— START OF Given records —
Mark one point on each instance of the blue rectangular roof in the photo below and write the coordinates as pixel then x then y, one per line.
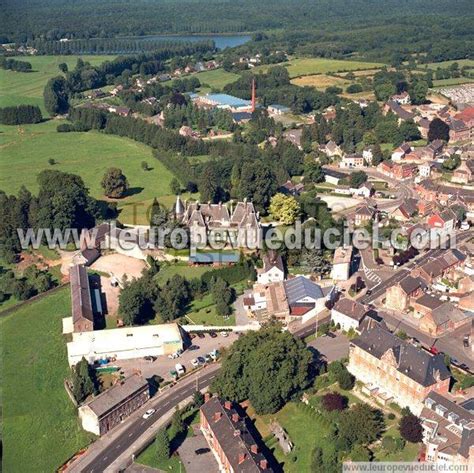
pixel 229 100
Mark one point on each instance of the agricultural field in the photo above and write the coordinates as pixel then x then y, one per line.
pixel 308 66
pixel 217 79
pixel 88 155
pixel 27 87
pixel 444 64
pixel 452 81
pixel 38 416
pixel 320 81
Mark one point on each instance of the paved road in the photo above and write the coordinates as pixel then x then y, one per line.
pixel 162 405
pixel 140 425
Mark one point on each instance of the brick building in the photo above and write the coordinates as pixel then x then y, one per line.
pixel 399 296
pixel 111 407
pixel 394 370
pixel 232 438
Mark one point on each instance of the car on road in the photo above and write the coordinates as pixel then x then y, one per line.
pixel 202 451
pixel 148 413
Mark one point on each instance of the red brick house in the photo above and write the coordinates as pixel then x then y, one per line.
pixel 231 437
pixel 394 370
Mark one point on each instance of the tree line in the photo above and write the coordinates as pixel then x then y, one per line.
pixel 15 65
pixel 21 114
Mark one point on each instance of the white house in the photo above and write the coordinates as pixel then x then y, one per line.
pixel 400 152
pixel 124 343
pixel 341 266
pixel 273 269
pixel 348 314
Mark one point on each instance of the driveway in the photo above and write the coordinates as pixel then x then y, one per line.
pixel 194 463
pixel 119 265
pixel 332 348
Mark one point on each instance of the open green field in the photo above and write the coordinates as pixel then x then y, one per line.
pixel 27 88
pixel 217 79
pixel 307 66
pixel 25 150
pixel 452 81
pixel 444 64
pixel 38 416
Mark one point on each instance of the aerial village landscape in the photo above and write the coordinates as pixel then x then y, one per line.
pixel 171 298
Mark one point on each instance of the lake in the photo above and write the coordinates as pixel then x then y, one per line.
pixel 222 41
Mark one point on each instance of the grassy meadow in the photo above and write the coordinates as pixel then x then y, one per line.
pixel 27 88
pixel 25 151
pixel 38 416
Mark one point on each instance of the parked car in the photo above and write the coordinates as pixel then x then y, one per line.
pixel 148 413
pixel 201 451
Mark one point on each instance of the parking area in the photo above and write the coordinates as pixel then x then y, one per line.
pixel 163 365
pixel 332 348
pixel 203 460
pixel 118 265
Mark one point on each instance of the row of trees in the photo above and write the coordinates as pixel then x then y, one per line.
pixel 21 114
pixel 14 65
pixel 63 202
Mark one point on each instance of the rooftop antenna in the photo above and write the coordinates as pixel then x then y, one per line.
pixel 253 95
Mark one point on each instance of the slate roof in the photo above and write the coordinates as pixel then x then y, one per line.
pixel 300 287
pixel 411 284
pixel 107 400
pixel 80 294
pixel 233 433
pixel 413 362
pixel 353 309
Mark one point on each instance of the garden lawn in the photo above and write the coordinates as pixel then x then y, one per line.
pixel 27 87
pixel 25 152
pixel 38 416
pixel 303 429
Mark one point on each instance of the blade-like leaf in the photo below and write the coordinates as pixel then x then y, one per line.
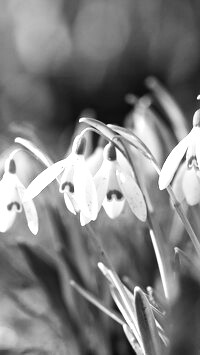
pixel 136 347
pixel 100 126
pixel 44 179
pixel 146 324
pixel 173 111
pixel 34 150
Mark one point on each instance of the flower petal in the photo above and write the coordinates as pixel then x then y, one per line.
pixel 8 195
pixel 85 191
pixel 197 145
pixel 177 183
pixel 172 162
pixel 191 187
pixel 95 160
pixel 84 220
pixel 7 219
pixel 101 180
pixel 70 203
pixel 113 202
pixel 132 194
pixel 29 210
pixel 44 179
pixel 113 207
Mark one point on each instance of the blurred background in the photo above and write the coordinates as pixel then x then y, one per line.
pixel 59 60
— END OF Given records —
— START OF Given records —
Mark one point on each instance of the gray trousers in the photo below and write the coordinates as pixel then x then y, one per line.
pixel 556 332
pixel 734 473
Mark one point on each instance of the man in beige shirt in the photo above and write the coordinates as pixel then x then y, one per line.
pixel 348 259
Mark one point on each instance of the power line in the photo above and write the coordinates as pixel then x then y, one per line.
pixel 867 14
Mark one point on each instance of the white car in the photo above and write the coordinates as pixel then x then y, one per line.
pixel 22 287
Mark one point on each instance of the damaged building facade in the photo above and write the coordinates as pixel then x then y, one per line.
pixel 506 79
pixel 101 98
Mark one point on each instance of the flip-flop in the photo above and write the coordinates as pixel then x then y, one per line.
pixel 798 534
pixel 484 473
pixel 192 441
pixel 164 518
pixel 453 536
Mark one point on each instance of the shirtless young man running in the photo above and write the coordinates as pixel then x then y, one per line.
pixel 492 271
— END OF Given records —
## What to do
Can you echo the listing lines starting at the line containing "Mark one point on each instance of the blade-like" and ending at the line containing "pixel 59 60", both included, with the pictures left out?

## Full answer
Mark one point on each instance of the blade-like leaf in the photo below and write the coordinates as pixel then x then y, one per line.
pixel 136 347
pixel 100 126
pixel 44 179
pixel 146 324
pixel 173 111
pixel 34 150
Mark one point on each instance of the flower petal in the photo above and write the coordinates as pixel then x then y, one per line.
pixel 8 195
pixel 85 191
pixel 197 145
pixel 177 183
pixel 172 162
pixel 191 187
pixel 95 160
pixel 84 220
pixel 7 219
pixel 101 180
pixel 70 203
pixel 113 202
pixel 132 194
pixel 29 210
pixel 44 179
pixel 113 207
Mark one point on each instance of the blurred background in the photo above and write the coordinates as pixel then x then y, one per line.
pixel 59 60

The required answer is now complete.